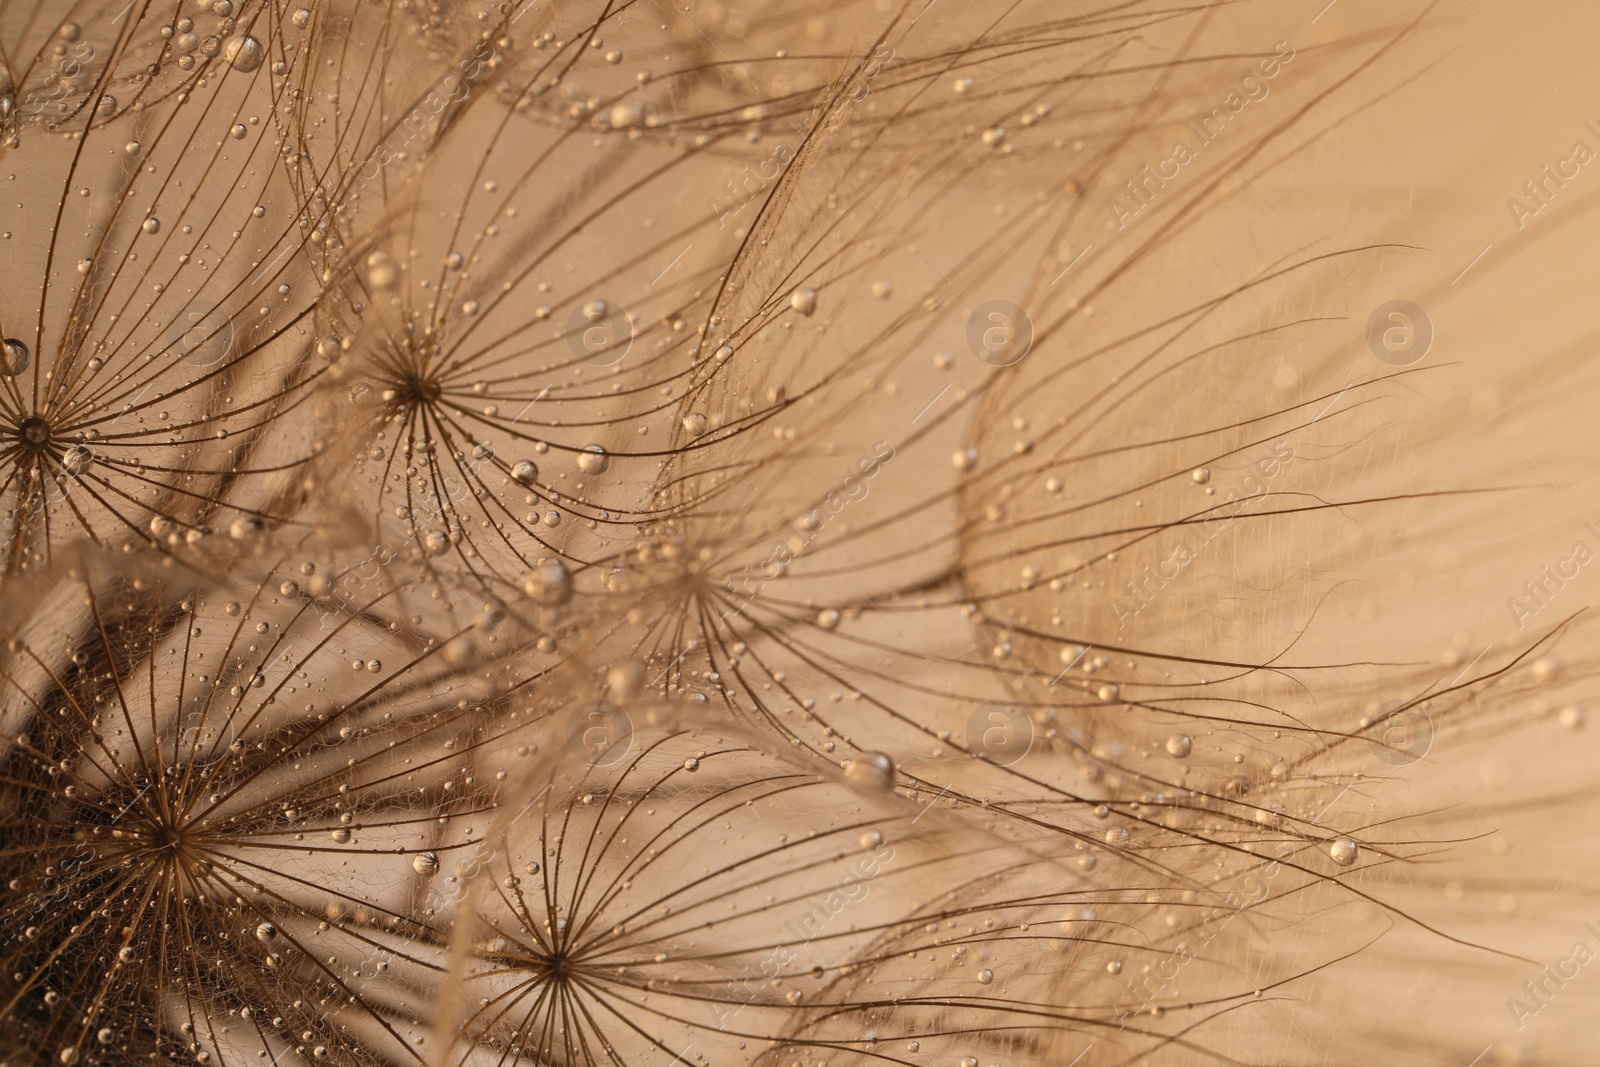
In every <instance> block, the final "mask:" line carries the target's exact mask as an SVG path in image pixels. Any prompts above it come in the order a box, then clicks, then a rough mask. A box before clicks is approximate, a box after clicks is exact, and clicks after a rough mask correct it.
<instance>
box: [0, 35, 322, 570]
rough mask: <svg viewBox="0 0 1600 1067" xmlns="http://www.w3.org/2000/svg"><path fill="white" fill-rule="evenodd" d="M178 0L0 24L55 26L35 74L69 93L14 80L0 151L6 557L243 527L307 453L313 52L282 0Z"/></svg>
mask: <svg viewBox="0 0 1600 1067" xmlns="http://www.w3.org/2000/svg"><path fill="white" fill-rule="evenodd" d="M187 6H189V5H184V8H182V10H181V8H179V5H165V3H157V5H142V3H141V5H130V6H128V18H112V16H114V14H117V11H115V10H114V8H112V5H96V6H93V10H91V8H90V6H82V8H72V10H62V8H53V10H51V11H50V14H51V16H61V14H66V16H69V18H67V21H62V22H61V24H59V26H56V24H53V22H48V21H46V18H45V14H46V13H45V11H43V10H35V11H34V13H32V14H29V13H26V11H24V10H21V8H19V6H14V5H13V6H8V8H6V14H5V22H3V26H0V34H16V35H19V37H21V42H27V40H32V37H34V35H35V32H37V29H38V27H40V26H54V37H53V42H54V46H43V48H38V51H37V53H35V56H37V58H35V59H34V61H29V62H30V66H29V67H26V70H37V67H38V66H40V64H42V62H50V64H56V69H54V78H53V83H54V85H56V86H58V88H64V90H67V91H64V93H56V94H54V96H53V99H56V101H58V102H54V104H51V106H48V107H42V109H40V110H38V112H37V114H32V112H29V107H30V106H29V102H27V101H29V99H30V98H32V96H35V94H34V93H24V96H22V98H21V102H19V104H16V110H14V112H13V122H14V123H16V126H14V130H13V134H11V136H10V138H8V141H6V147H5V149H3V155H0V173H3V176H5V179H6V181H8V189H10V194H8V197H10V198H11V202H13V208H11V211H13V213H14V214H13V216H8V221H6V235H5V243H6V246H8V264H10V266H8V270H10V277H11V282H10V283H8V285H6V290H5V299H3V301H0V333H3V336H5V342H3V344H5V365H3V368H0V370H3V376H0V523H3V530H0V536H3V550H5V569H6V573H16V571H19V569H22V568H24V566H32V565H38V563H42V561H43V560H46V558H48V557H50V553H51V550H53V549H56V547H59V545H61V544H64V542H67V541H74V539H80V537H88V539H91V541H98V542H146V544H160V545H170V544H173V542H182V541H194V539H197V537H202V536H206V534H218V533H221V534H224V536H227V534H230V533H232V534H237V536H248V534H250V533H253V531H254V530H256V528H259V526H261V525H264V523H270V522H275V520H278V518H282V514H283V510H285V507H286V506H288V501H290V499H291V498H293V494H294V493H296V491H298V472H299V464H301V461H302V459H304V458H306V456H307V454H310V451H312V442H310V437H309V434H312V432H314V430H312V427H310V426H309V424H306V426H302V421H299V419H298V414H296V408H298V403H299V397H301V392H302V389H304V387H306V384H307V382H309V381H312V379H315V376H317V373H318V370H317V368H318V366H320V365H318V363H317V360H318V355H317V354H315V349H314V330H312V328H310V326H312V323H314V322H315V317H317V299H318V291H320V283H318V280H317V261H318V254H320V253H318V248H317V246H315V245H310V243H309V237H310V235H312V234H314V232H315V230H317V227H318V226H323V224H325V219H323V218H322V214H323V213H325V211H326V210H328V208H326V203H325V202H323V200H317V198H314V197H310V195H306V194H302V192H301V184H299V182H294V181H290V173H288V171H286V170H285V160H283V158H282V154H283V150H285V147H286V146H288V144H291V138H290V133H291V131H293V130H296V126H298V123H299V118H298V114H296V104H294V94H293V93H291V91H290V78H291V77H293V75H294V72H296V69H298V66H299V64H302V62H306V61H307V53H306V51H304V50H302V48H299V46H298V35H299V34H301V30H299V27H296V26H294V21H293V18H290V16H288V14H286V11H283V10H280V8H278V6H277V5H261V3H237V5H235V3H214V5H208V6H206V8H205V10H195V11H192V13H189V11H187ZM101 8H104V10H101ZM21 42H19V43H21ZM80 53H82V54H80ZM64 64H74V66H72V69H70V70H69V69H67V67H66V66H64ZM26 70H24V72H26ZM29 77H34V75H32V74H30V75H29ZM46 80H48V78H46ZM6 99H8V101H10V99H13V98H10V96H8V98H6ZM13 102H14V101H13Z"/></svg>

* _The problem_
The line containing "box: [0, 35, 322, 570]" marks the end: retype every line from the first one in the listing up to and including it, without pictures.

* _Answer to this problem_
In every <instance> block, the final "mask:" line carries the target's exact mask as an SVG path in image pixels. Any prompts above it come in the order a box, then clicks, then a rough mask. A box before clicks is approximate, a box after clicks is exact, and clicks after a rough mask correct it.
<instance>
box: [0, 35, 322, 570]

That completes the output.